[Data extracted from a collection]
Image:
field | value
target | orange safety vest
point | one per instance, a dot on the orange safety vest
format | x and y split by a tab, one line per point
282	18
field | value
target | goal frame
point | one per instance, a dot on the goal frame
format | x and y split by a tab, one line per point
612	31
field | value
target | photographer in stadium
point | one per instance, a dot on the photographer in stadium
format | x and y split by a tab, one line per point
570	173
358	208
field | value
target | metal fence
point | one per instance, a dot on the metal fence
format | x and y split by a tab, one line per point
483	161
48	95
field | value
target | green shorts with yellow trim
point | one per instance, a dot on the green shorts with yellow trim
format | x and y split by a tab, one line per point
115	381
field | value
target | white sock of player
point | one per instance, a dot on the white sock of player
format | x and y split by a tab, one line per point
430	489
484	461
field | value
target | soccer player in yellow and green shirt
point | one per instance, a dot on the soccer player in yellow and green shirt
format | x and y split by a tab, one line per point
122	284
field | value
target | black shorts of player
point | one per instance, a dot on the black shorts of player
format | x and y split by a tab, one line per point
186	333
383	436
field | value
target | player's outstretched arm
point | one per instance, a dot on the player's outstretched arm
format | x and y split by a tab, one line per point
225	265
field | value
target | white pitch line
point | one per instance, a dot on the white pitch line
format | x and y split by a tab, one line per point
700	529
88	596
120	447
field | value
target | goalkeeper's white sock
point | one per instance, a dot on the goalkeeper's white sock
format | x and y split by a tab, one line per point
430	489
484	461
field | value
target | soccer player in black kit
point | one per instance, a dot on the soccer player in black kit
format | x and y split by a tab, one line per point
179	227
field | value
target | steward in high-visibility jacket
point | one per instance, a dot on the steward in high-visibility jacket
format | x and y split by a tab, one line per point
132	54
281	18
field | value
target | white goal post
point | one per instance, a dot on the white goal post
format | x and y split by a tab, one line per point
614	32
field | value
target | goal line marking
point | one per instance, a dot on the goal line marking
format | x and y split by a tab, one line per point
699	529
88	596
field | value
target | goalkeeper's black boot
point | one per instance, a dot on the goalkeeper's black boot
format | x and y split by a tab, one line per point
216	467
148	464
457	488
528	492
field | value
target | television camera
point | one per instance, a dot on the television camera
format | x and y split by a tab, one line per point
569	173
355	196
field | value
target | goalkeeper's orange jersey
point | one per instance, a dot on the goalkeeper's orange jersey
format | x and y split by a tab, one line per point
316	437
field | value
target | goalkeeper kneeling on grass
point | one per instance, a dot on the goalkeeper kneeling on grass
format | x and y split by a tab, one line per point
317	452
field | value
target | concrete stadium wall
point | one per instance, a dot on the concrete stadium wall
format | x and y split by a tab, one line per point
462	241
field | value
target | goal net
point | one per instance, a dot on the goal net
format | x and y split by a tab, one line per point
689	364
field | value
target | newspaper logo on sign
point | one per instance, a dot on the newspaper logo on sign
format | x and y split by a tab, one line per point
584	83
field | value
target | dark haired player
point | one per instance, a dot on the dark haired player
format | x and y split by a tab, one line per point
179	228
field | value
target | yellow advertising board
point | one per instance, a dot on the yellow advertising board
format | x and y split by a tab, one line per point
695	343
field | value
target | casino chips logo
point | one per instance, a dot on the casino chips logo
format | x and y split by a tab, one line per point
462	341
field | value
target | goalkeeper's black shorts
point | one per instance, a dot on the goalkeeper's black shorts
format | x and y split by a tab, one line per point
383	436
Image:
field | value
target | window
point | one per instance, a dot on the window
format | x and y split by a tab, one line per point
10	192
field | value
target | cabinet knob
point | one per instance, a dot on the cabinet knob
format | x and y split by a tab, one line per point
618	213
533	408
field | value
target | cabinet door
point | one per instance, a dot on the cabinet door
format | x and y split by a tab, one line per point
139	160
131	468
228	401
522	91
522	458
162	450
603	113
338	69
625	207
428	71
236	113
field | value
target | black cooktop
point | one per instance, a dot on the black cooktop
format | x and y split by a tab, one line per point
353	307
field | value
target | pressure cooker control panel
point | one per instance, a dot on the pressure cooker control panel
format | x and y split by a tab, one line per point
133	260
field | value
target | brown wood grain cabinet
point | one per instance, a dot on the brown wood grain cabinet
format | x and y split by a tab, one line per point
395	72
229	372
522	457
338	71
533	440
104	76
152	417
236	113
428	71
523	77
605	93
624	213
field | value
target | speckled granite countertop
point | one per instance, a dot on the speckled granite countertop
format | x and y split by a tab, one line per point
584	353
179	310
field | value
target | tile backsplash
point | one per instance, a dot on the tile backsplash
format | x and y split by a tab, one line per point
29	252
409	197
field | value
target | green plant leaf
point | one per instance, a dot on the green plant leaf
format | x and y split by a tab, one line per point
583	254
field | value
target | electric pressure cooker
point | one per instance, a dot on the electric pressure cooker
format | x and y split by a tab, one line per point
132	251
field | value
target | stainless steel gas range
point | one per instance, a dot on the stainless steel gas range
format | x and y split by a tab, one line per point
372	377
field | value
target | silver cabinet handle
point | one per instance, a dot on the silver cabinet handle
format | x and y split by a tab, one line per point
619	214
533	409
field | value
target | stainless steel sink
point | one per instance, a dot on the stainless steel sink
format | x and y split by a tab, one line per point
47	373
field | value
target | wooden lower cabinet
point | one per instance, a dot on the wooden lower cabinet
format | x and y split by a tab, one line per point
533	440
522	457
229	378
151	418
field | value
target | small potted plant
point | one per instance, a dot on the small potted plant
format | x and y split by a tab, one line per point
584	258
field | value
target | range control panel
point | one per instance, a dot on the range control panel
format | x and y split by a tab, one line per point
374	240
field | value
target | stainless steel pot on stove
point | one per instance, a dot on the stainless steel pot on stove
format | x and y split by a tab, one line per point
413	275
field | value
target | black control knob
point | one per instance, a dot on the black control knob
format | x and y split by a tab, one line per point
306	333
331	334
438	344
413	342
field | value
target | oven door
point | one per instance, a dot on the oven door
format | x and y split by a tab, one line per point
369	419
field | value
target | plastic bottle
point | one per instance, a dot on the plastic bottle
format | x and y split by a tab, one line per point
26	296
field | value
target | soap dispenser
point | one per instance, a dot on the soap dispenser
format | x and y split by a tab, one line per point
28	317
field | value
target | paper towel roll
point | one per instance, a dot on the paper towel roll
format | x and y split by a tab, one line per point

[The problem]
All of the data needs to be reproduced exactly, with no line missing.

[Correct response]
Image:
field | value
target | orange safety vest
point | one per instance, a dot on the orange safety vest
format | x and y split by a tab, one line per point
282	18
field | value
target | goal frame
point | one per instance, a dot on the goal frame
format | x and y split by a tab, one line per point
612	31
field | value
target | photographer in stadium
point | one per instance, a dot on the photographer in stadium
format | x and y split by a tab, one line per point
570	173
358	208
field | value
target | metal fence
point | one per instance, a dot on the metal fence
format | x and y split by a tab, one line per point
483	161
48	95
field | value
target | green shorts with yellow trim
point | one per instance, a dot on the green shorts with yellow trim
format | x and y split by a tab, one line per point
115	381
field | value
target | white sock of player
point | one per instance, a dot on the white sock of player
format | x and y split by a tab, one line per point
430	489
484	461
field | value
target | soccer player in yellow and green shirt
point | one per instance, a dot on the soccer player in yellow and green shirt
format | x and y split by a tab, one line per point
122	284
field | value
target | black shorts of player
point | one per instance, a dot on the black shorts of player
format | x and y split by a tab, one line per point
186	333
383	436
field | value
target | player's outstretched arm
point | one per instance, a dot on the player's outstretched arm
format | x and y split by a tab, one line per point
225	265
field | value
target | white pitch line
point | one per instance, a dot on the white pitch line
format | x and y split by a tab, one line per point
700	529
88	596
120	447
field | value
target | goalkeeper's white sock
point | one per instance, a dot on the goalkeeper's white sock
format | x and y split by a tab, one line per point
430	489
484	461
field | value
target | soccer player in black kit
point | one per instance, a dot on the soccer player in black kit
format | x and y split by a tab, one line per point
179	227
field | value
target | steward in high-visibility jacket
point | one per instance, a dot on the steward in high-visibility jacket
format | x and y split by a tab, one line per point
132	54
281	18
field | value
target | white goal post
point | one per instance, a dot on the white goal post
format | x and y split by a tab, one line per point
614	32
field | value
target | goal line marking
point | one per instance, a dot on the goal line marking
format | x and y split by a tab, one line per point
699	529
88	596
field | value
target | goalkeeper's black boot
point | one per instance, a dot on the goalkeeper's black boot
format | x and y split by a tab, one line per point
216	467
148	464
457	488
528	492
field | value
target | television camera
point | one per instance, a dot on the television camera
format | x and y split by a tab, one line per point
569	173
355	196
field | value
target | goalkeeper's orange jersey
point | one per instance, a dot on the goalkeeper's orange jersey
format | x and y split by a tab, one line per point
316	437
field | value
target | goalkeeper kneeling on grass
point | one per instance, a dot on the goalkeeper kneeling on grass
format | x and y split by a tab, one line per point
317	452
field | value
target | concrete stadium wall
point | one per instance, a dot on the concrete stadium wall
format | x and y split by a tab, one line per point
462	241
field | value
target | goal net
point | one per instance, a dot on the goal net
format | x and y split by a tab, one line per point
689	364
field | value
target | newspaper logo on sign
point | one per instance, a dot on the newspaper logo on sign
format | x and y split by a tab, one line per point
584	83
field | value
target | dark haired player
point | one per instance, a dot on the dark haired player
format | x and y split by a tab, one line per point
179	228
field | value
target | yellow advertising board
point | one per instance, a dot on the yellow advertising board
format | x and y split by a tab, one line per point
695	343
field | value
target | casino chips logo
point | one per instance, a dot on the casino chips logo
format | x and y split by a tab, one line per point
462	341
field | value
target | goalkeeper's black shorts
point | one per instance, a dot on the goalkeeper's black shorts
format | x and y split by a tab, one line per point
383	436
Image:
field | value
target | window
point | one per instance, a dot on the window
format | x and y split by a tab, one line per point
10	192
field | value
target | cabinet knob
point | one per instance, a dot on the cabinet knob
format | x and y split by a tab, one line per point
618	213
533	408
field | value
target | cabinet door
point | one per instance, a dot on the cabinet door
format | x and y split by a tab, one line per point
139	160
131	468
228	401
522	91
522	458
162	450
603	113
338	69
625	207
428	71
236	113
field | value
target | black cooktop
point | one per instance, a dot on the black cooktop
format | x and y split by a tab, one line per point
353	307
field | value
target | pressure cooker control panel
point | one per instance, a dot on the pressure cooker control panel
format | x and y split by a tab, one line per point
133	260
field | value
target | brown wood grain cabinet
point | one per instance, a dot on the brown wood grain cabinet
format | x and y split by a tab, one line per point
395	72
229	372
522	457
338	71
533	440
104	76
152	417
236	113
428	71
523	77
605	93
624	213
field | value
target | speckled granite countertop
point | one per instance, a dot on the speckled granite countertop
format | x and y split by a tab, one line per point
584	353
179	310
field | value
target | tile backsplash
point | one per instance, a dot on the tile backsplash
format | x and y split by a tab, one line per point
29	252
409	197
field | value
target | green plant leaf
point | one per instance, a dot on the green plant leaf
format | x and y split by a tab, one line per point
583	254
field | value
target | electric pressure cooker
point | one per instance, a dot on the electric pressure cooker
format | x and y split by a tab, one line per point
132	251
field | value
target | stainless steel gas range
point | one per instance, a dot on the stainless steel gas range
format | x and y split by a tab, one line per point
372	377
field | value
target | silver cabinet handle
point | one per instance, a dot on the silver cabinet handle
format | x and y split by a tab, one line per point
619	214
533	409
field | value
target | stainless steel sink
point | one per instance, a dot on the stainless steel sink
format | x and y split by a tab, one line per point
47	373
field | value
target | wooden lower cabinet
point | one per instance, a dot on the wooden lower cabinet
format | x and y split by a tab, one line per point
533	440
522	457
229	378
151	418
field | value
target | small potted plant
point | one per instance, a dot on the small potted plant
format | x and y split by a tab, one line per point
584	258
field | value
target | range control panel
point | one per instance, a dot on the range control panel
format | x and y split by a tab, one line per point
374	240
field | value
target | stainless steel pot on stove
point | one per instance, a dot on the stainless steel pot on stove
format | x and y split by a tab, one line per point
413	275
field | value
target | black control knob
point | one per instance, a dot on the black control knob
format | x and y split by a tab, one line per point
306	333
331	334
438	344
413	342
field | value
target | oven door
point | one per instance, a dot on the oven door
format | x and y split by a tab, one line per point
369	419
field | value
target | plastic bottle
point | one per instance, a dot on the plastic bottle
format | x and y split by a tab, one line per point
26	296
field | value
target | soap dispenser
point | one per instance, a dot on the soap dispenser
format | x and y split by a tab, one line per point
28	317
field | value
target | paper towel roll
point | one per instance, a dot on the paper towel roll
format | x and y split by a tab, one line per point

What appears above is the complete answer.